- Text shown
= Beginning of Section =

Tissue sample preparation

For tissue collection, the animals were euthanized with isoflurane (Pfizer, Manhattan, NY, USA) 3 weeks after surgery. Tail tissues at the distal edge of the wounds were excised, and excised tissue samples were prepared for real-time reverse transcription-quantitative polymerase chain reaction (RT-qPCR) analysis and were cryosectioned for immunohistochemistry.

Immunofluorescence staining

For immunofluorescent staining, excised tissue samples were fixed with periodate–lysine–paraformaldehyde fixative at 4 °C overnight. Following cryoprotection with 30% sucrose prepared in 0.1 M phosphate buffer (pH 7.2), the 50 μm-thick sections were incubated with 1% bovine serum albumin in a phosphate-buffered saline solution containing 0.5% Triton X-100 at room temperature for 1 h to block nonspecific binding. Sections were then incubated with rabbit anti-mouse TP (1:100; Almone Labs, Jerusalem, Israel), a rat anti-mouse CD68 (a glycoprotein highly expressed in macrophages) antibody (1:100; Bio-Rad Laboratories, Hercules, CA, USA), a rabbit anti-mouse lymphatic vessel endothelial hyaluronan receptor (LYVE-1) antibody (1:200; Abcam, Cambridge, MA, USA), a goat anti-mouse LYVE-1 antibody (1:100; BD Biosciences, Franklin Lakes, NJ, USA), a goat anti-mouse VEGF-C antibody (C-20, 1:50; Santa Cruz Biotechnology, Dallas, TX, USA), or a goat anti-mouse VEGF-D antibody (M-16, 1:50; Santa Cruz Biotechnology, Dallas, TX, USA) at 4 °C for 3 days. Then, the sections were incubated with the following secondary antibodies at 4 °C overnight: Alexa Fluor 488-conjugated donkey anti-rabbit IgG, Alexa Fluor 488-conjugated donkey anti-goat IgG, Alexa Fluor 594-conjugated donkey anti-rat IgG, or Alexa Fluor 594-conjugated donkey anti-goat IgG (1:200; all from Molecular Probes, Eugene, OR, USA). The nuclei were stained with 4’-6-diamidino-2-phenylindole (DAPI). Slides were observed, and all images were obtained under a fluorescence microscope (Biozero BZ-700 Series; Keyence, Osaka, Japan). After labeling, five optical fields (×400 magnification) were randomly selected, and the number of positive cells was counted.

The area of LYVE-1+ lymphatic vessels per field was measured using ImageJ (version 2.0; National Institutes of Health). The results are expressed as the percentage of lymphatic vessel areas. Lymphatic vessel diameters were also determined using ImageJ and expressed as the mean diameter of lymphatic vessels.

= End of Section =

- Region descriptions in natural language

= Beginning of Section =

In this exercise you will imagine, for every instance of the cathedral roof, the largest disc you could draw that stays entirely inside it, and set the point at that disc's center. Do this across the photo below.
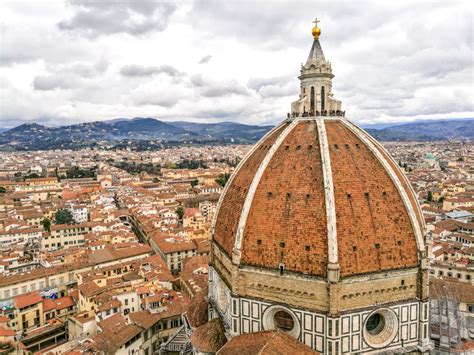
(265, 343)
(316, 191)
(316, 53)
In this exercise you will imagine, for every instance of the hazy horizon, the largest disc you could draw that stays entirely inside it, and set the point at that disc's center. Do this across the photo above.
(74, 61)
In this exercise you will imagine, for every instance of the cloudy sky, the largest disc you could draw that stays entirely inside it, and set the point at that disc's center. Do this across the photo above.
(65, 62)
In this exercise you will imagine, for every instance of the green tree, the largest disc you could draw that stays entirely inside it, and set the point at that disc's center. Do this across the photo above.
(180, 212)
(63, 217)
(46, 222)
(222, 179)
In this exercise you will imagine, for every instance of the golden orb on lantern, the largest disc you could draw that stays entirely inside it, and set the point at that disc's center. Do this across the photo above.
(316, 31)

= End of Section =
= Beginning of Section =

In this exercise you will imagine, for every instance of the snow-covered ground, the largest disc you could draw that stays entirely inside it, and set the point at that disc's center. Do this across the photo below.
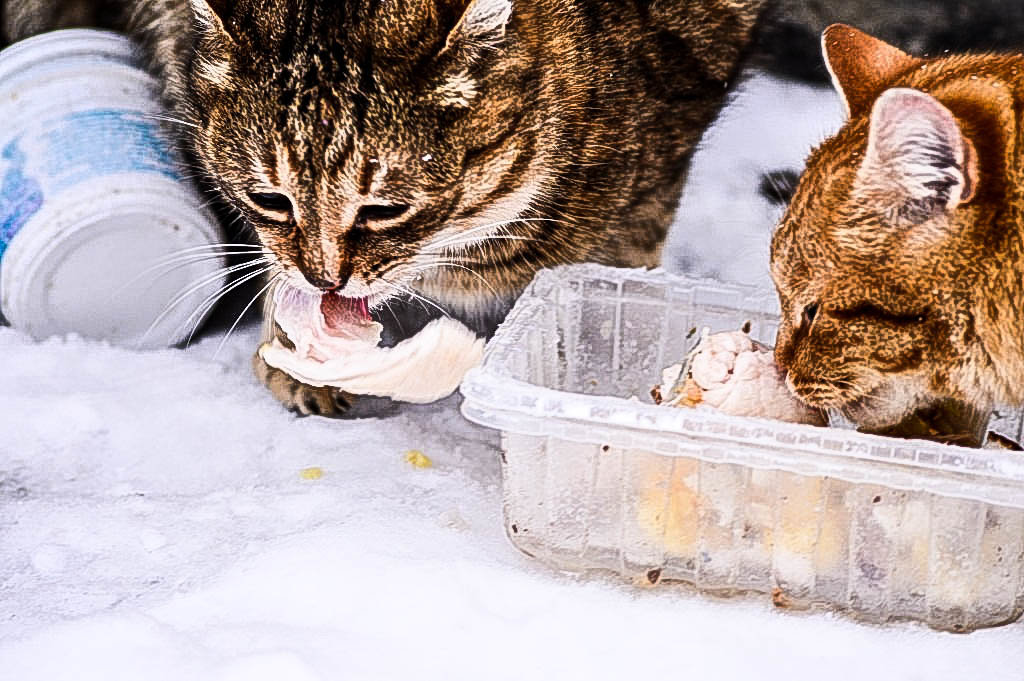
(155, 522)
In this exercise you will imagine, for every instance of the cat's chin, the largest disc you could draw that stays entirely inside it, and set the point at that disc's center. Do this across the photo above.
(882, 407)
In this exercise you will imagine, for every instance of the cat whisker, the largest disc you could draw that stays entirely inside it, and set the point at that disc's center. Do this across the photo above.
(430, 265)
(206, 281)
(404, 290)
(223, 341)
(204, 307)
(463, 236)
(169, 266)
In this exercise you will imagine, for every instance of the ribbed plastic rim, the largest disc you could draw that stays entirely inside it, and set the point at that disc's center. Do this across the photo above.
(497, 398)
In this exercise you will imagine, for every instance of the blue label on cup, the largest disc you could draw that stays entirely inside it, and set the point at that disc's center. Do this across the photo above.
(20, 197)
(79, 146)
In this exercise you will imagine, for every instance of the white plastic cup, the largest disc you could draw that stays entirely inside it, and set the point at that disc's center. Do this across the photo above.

= End of Section =

- What this exercise asks
1. In the tissue staining methods text, under what conditions were the sections incubated with 1% bovine serum albumin to block nonspecific binding?
2. Carry on the tissue staining methods text from its final sentence.

- Results in order
1. At room temperature for 1 h.

2.
In vivo microscopy

In vivo fluorescence microscopic imaging of the lymphatic microvasculature was performed as described previously [19]. Briefly, under anesthesia with mixed anesthetic agents containing 0.75 mg/kg medetomidine hydrochloride (Nippon Zenyaku Kogyo), 4.0 mg/kg midazolam (Sandoz, a Novartis division), and 5.0 mg/kg butorphanol), 10 µL of fluorescently labeled macromolecule (2000 kDa FITC-dextran; 2 mg/mL; Molecular Probes, Carlsbad, CA, USA) was injected intradermally into the tip of the distal portion of the tail. Mice were prepared for in vivo fluorescence microscopy 30 min after dye injection. The lymphatic microvasculature was observed under a fluorescence microscope (ECLIPSE FN1, upright type; Nikon, Tokyo, Japan). Microscopic images were captured with an objective lens (4×; Nikon, Tokyo, Japan). Images were acquired with a CCD camera (Evolve 512; Photometrics, Tokyo, Japan) and image analysis software (StreamPix, Norpix, Canada). The captured images were analyzed, and the area occupied by the fluorescent dye was determined using Image-Pro Plus (Media Cybernetics, Silver Spring, MD, USA). After the microscopic observation, the animals were euthanized with cervical dislocation.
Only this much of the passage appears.